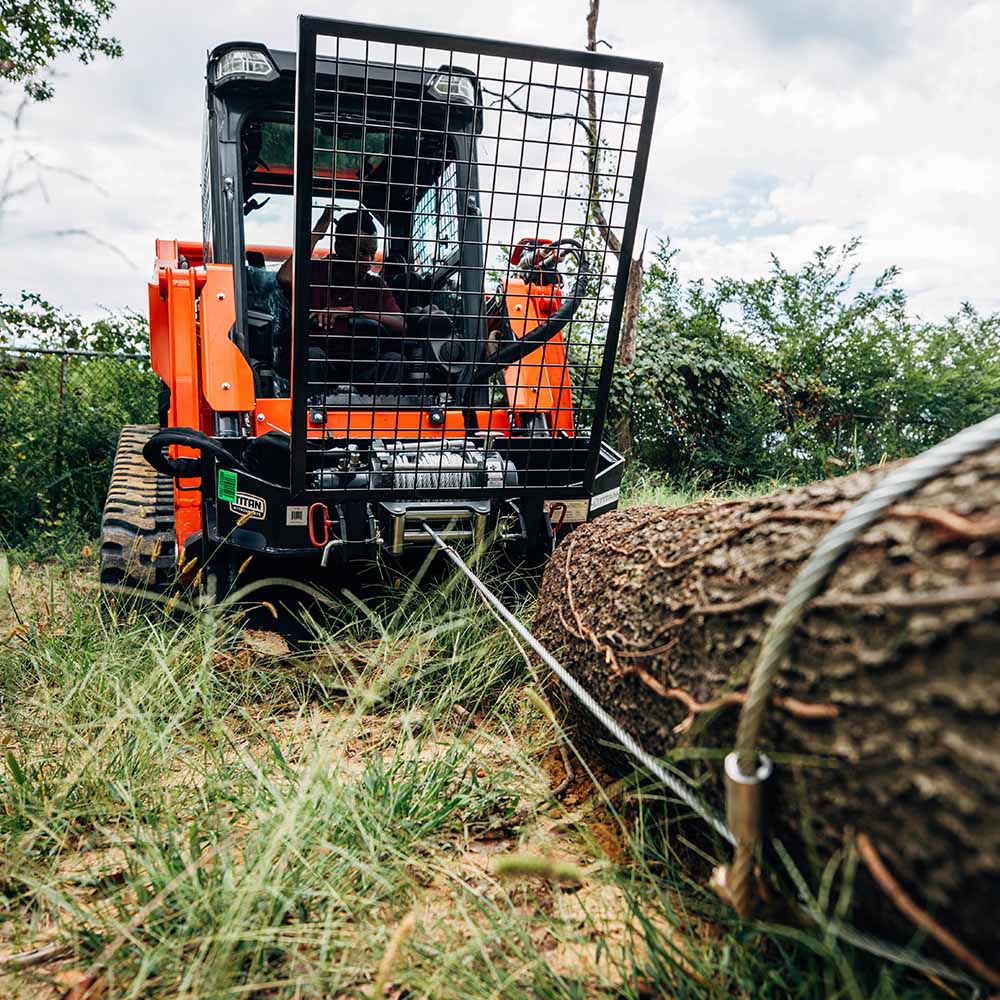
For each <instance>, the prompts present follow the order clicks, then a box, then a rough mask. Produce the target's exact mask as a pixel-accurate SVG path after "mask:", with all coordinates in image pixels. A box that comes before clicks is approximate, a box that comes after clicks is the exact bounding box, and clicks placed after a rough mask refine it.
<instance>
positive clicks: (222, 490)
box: [217, 469, 236, 503]
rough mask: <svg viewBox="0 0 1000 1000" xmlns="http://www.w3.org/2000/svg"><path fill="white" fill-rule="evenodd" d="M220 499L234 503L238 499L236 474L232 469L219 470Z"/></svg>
mask: <svg viewBox="0 0 1000 1000" xmlns="http://www.w3.org/2000/svg"><path fill="white" fill-rule="evenodd" d="M217 492H218V494H219V499H220V500H225V501H227V502H228V503H232V502H233V501H234V500H235V499H236V473H235V472H233V470H232V469H219V485H218V490H217Z"/></svg>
◆ ◆ ◆ ◆ ◆ ◆ ◆
Written task — Copy out the records word for word, from the line containing "rough mask: <svg" through to the final line of the records.

Output of the exercise —
rough mask: <svg viewBox="0 0 1000 1000" xmlns="http://www.w3.org/2000/svg"><path fill="white" fill-rule="evenodd" d="M220 499L234 503L238 499L236 474L232 469L219 470Z"/></svg>
mask: <svg viewBox="0 0 1000 1000" xmlns="http://www.w3.org/2000/svg"><path fill="white" fill-rule="evenodd" d="M217 492H218V494H219V499H220V500H225V501H227V502H228V503H232V502H233V501H234V500H235V499H236V473H235V472H233V470H232V469H219V485H218V490H217Z"/></svg>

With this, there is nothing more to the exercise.